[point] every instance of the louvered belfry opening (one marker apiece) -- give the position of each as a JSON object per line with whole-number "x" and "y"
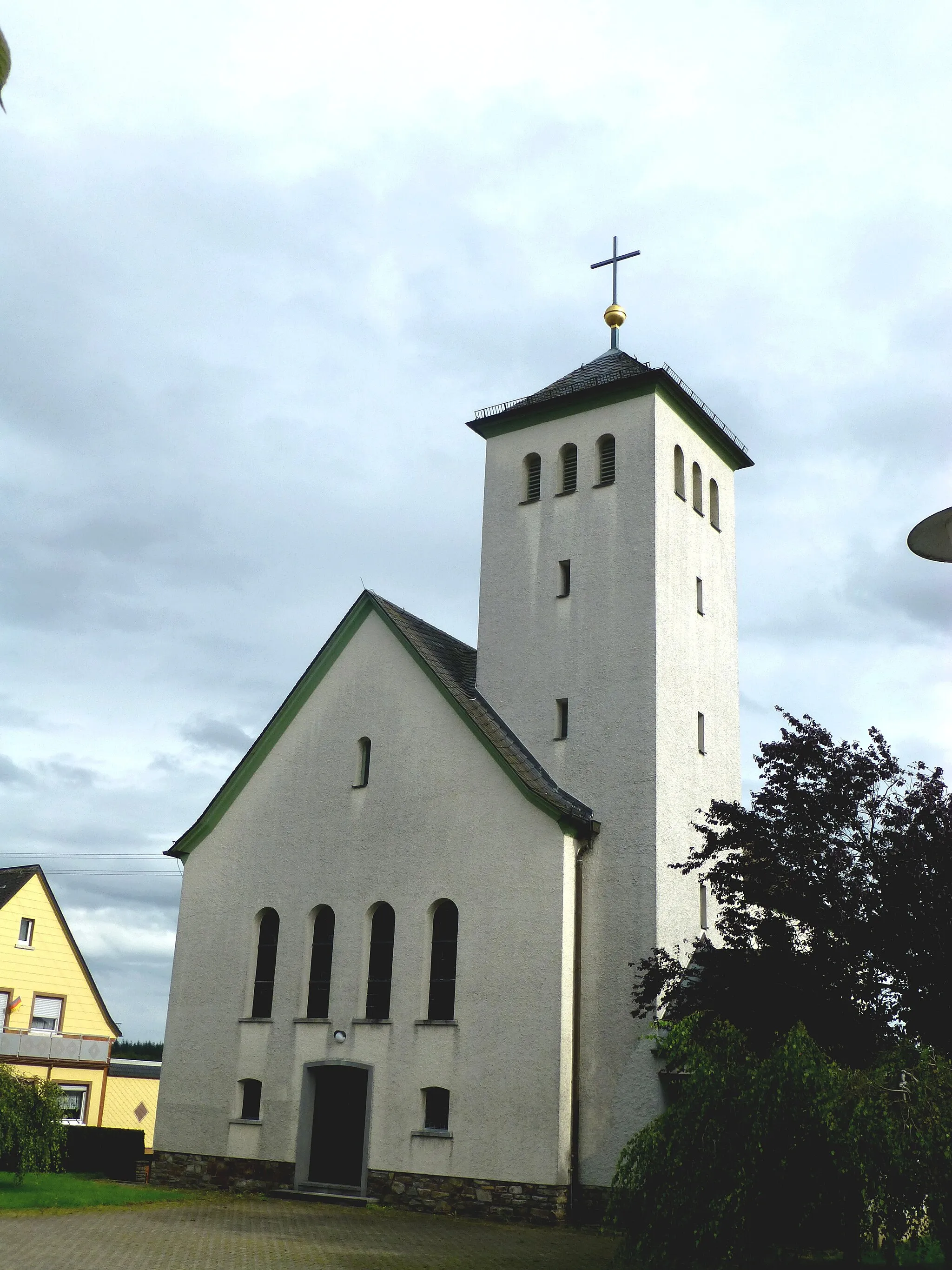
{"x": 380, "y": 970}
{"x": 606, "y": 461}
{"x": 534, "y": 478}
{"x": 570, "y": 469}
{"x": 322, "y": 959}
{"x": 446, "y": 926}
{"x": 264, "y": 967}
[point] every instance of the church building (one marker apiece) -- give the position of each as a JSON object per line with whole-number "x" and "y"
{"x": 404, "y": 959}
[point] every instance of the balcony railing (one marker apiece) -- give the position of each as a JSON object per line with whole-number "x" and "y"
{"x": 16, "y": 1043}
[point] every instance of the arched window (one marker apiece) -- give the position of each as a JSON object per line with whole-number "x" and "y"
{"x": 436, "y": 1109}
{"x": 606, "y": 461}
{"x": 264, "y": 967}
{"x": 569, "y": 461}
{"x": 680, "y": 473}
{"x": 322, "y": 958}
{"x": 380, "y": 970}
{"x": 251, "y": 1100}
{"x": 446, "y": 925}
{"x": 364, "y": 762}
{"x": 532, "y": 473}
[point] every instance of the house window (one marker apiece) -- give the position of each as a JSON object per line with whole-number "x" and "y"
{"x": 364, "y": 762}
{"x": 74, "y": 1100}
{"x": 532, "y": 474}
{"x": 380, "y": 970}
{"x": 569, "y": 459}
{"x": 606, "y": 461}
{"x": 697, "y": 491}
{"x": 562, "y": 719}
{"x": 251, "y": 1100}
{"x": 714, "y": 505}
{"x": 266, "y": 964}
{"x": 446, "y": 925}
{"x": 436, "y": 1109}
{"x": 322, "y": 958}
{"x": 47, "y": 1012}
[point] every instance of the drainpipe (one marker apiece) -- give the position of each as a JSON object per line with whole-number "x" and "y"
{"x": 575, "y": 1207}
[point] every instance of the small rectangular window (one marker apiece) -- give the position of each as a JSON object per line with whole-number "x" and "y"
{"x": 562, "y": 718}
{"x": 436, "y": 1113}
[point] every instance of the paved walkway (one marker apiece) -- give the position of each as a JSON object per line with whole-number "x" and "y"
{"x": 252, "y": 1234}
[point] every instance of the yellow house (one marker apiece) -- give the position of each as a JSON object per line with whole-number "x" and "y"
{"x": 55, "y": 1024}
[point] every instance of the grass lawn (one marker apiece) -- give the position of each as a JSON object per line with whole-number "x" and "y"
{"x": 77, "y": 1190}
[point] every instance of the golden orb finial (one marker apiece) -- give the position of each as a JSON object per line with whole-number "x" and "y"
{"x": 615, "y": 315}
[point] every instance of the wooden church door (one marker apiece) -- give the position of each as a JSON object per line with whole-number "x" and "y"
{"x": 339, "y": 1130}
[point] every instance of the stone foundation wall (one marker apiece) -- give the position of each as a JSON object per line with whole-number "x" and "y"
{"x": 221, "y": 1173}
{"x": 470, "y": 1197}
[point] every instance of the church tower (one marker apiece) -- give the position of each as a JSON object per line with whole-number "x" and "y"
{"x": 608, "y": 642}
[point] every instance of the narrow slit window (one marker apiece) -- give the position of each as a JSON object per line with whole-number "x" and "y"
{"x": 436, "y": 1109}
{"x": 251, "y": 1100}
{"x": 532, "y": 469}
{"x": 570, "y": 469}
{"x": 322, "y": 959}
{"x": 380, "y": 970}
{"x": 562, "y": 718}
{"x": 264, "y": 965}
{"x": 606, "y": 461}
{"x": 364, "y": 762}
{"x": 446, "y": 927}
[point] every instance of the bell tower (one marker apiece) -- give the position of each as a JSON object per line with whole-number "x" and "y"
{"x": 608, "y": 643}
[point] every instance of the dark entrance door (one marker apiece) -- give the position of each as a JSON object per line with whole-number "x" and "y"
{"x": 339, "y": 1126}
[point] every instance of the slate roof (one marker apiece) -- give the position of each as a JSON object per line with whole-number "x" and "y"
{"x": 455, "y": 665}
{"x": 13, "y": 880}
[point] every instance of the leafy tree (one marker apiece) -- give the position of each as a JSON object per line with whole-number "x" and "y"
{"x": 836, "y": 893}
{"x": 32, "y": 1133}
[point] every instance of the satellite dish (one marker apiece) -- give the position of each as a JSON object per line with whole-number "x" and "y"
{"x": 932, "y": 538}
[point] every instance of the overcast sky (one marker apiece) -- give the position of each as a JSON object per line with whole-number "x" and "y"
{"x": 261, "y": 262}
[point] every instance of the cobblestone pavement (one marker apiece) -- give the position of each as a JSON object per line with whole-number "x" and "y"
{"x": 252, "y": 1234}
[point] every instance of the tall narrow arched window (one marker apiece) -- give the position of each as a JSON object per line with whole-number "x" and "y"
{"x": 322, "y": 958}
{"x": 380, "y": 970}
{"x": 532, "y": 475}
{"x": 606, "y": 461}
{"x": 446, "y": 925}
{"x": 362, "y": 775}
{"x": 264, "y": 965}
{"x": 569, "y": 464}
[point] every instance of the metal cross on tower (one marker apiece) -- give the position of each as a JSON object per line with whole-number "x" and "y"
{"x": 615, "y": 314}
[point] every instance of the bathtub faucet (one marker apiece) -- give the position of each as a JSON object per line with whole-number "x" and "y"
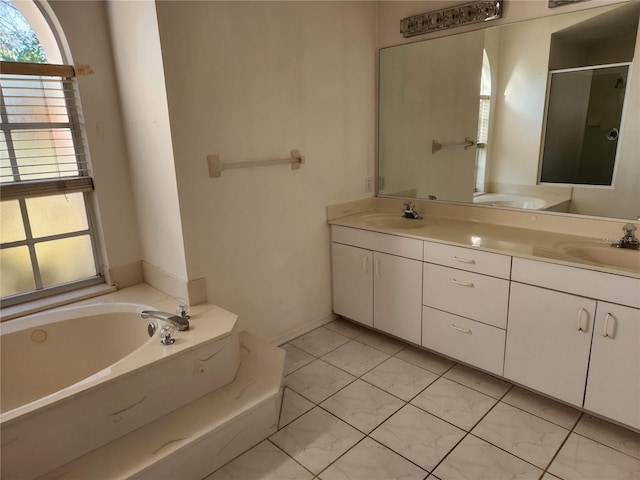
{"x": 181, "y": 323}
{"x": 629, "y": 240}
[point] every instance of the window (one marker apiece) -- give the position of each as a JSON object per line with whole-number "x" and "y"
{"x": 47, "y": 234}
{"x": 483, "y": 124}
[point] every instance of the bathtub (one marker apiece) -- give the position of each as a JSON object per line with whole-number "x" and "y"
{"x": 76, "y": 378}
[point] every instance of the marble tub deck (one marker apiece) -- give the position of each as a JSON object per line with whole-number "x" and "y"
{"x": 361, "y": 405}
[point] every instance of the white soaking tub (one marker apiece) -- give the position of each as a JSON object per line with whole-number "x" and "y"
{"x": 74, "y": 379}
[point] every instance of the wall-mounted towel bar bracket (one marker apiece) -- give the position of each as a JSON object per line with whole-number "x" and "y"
--
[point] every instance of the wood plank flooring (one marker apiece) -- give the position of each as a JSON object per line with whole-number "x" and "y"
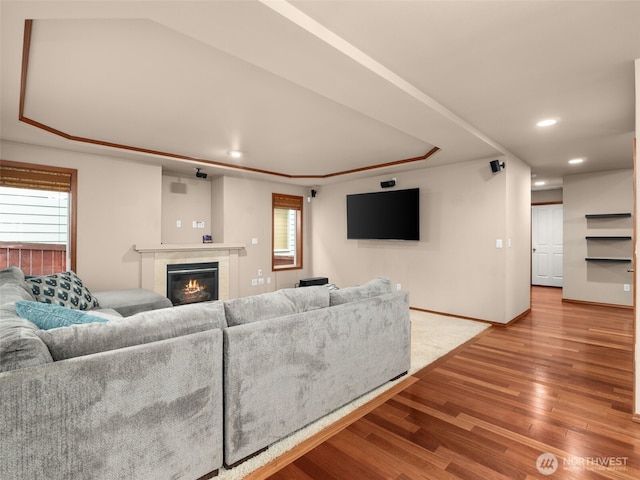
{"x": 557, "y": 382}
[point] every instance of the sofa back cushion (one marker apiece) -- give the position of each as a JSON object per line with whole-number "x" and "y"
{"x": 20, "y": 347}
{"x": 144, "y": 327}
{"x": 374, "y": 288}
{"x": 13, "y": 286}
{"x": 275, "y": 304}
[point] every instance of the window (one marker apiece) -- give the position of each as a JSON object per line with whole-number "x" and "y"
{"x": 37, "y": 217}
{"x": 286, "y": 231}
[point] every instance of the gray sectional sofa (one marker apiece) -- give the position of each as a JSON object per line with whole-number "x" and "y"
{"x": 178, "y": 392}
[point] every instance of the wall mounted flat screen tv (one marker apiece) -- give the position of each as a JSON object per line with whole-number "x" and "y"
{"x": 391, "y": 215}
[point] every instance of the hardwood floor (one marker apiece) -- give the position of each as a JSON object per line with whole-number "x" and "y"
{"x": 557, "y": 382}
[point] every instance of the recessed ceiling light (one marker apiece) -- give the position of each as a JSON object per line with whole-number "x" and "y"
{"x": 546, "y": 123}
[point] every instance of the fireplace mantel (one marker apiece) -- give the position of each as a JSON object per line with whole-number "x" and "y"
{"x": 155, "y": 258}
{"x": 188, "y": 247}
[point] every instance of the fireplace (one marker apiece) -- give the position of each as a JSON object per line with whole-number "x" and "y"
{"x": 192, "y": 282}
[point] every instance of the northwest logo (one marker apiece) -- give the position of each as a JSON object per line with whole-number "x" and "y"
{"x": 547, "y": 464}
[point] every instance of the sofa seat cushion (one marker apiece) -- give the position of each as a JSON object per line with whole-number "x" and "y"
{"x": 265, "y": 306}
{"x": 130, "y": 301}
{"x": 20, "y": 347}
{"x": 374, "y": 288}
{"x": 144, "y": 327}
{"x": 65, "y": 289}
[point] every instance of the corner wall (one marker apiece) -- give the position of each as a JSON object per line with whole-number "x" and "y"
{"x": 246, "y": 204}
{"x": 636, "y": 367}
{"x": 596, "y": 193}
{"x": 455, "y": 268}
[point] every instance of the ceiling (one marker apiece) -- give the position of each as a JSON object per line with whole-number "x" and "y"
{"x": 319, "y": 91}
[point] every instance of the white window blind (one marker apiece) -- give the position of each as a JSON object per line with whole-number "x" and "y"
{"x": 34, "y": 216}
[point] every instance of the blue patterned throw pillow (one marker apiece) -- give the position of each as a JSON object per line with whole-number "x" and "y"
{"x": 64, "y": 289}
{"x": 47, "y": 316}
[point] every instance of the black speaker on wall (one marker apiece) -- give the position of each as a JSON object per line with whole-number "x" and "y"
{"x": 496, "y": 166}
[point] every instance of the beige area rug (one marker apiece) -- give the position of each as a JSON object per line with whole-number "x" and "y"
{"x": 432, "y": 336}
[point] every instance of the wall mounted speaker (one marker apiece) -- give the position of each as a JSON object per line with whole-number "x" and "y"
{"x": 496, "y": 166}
---
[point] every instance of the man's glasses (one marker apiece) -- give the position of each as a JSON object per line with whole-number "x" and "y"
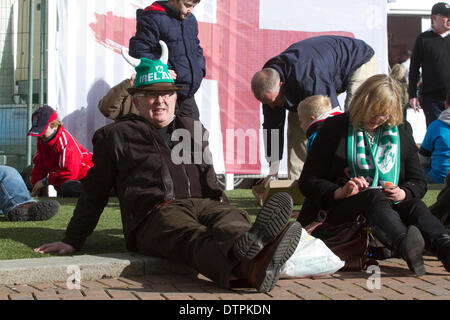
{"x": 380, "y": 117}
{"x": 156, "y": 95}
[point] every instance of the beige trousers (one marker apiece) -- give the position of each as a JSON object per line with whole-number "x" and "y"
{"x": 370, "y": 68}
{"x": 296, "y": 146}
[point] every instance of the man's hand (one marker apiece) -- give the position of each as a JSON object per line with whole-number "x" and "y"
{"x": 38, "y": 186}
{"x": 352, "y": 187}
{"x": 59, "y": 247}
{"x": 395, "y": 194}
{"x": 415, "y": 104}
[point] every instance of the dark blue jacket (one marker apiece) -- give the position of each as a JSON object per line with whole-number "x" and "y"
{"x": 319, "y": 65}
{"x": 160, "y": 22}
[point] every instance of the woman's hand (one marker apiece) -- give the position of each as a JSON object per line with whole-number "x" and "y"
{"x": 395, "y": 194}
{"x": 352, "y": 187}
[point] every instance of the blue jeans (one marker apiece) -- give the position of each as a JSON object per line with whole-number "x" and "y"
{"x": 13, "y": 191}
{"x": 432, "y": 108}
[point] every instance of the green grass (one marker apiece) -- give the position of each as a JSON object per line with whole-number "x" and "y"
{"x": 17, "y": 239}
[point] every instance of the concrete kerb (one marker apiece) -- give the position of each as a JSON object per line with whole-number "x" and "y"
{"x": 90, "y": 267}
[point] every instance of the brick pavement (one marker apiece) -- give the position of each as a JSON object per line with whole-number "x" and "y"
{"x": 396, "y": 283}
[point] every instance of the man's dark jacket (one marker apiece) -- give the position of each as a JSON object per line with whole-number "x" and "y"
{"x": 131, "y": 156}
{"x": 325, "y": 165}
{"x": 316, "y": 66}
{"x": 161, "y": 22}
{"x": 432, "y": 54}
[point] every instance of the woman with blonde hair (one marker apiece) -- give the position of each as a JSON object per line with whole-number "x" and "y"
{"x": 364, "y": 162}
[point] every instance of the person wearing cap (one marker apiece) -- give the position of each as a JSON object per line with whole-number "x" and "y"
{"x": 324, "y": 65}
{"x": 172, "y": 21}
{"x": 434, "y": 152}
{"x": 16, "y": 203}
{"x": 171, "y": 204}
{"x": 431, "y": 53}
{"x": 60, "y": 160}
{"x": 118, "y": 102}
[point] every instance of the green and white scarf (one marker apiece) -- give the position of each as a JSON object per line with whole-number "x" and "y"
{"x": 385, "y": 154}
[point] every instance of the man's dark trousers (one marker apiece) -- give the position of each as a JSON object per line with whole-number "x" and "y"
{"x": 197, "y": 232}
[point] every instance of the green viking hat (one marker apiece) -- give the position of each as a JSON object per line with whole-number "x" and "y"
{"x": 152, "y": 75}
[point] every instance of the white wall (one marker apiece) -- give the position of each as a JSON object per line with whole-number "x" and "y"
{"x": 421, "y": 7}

■ REQUIRED ACTION
Using the data above, reproduce exactly the lines between those holding "[point] every instance of the white soaking" and "[point] every instance of the wall-mounted", inclusive, and no others.

■ SOLUTION
[point] every instance of the white soaking tub (one marker apiece) -- give the position of each as a JSON object per line with whole-number "x" and "y"
{"x": 74, "y": 379}
[point] every instance of the wall-mounted towel bar bracket (one marker apiece) -- give the position of each as a JSON object per line with whole-number "x" and "y"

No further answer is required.